### [TASK ITEM]
Continue the forum discussion about Milo neighborhood graph settings from the point where it stops.

··· SOURCE TEXT

MikeDMorgan commented 2 weeks ago

Firstly, a k=4 is extremely small for building a kNN-graph given you have >700k cells. You are then using a different value for k in the nhood definition, so you most likely don't have many connections between your cells. Inspect your nhoodSize histogram and aim for ~5xS, where S is the number of experimental samples, OR a median nhood size of ~100 if you have lots of samples, i.e. >20.

Secondly, subsetting the Milo object on the rows, subsets on the genes, not the cells.

sepehrgolriz commented 2 weeks ago

First of all, thanks a lot for your kind help.

Despite the changes I did in the code, I am still getting the same error:

Here is the changes:

traj_milo <- buildGraph(traj_milo, k = 40, d = 40) # Increased k Constructing kNN graph with k:40 traj_milo <- makeNhoods(traj_milo, prop = 0.12, k = 40, d = 40, refined = TRUE, refinement_scheme = "graph") Checking valid object Running refined sampling with graph traj_milo <- countCells(traj_milo, meta.data = data.frame(colData(traj_milo)), samples = "orig.ident") Checking meta.data validity Counting cells in neighbourhoods plotNhoodSizeHist(traj_milo) image

Check the median neighborhood size

median_nhood_size <- median(colSums(nhoods(traj_milo))) print(paste("Median neighborhood size:", median_nhood_size)) [1] "Median neighborhood size: 106"

······
··· DATA EXCERPTS

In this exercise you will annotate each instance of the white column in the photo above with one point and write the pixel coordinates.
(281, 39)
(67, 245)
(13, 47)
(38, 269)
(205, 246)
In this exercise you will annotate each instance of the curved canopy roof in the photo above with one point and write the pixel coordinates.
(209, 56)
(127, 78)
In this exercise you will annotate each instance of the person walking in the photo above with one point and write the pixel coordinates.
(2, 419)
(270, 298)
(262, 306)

······
··· DATA EXCERPTS

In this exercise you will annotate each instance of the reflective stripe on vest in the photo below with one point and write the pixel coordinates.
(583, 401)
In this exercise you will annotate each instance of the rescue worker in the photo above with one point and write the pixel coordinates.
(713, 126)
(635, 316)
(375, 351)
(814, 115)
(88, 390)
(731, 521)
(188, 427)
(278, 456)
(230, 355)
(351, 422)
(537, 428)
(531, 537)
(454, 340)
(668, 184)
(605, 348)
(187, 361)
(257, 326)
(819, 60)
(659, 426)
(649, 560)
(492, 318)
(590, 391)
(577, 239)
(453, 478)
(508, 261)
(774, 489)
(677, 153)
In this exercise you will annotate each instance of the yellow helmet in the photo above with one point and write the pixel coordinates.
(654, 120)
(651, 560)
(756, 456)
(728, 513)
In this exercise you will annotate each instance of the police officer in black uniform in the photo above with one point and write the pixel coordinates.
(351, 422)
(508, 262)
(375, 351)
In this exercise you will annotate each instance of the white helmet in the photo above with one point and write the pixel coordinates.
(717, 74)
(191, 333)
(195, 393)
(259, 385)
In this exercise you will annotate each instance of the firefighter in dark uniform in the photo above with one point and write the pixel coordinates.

······

### [ANSWER]
traj_milo <- buildNhoodGraph(traj_milo) Error in if (any(i < 0L)) { : missing value where TRUE/FALSE needed In addition: Warning message: In int2i(as.integer(i), n) : NAs introduced by coercion to integer range

Any chance to have more of your kind help?

Thanks a in advance.

MikeDMorgan commented 2 weeks ago

Can you run the following code without error:

nh_intersect_mat <- miloR:::.build_nhood_adjacency(nhoods(traj_milo))
sepehrgolriz commented 2 weeks ago

Unfortunately no! Got the same error as before:

nh_intersect_mat <- miloR:::.build_nhood_adjacency(nhoods(traj_milo))

Error in if (any(i < 0L)) { : missing value where TRUE/FALSE needed In addition: Warning message: In int2i(as.integer(i), n) : NAs introduced by coercion to integer range

sepehrgolriz commented 1 week ago

Dear Mike, I was wondering if I can have more of your kind help?!

Thanks a lot in advance.

MikeDMorgan commented 1 day ago

How many nhoods do you have in this object, and what is the provenance of the data?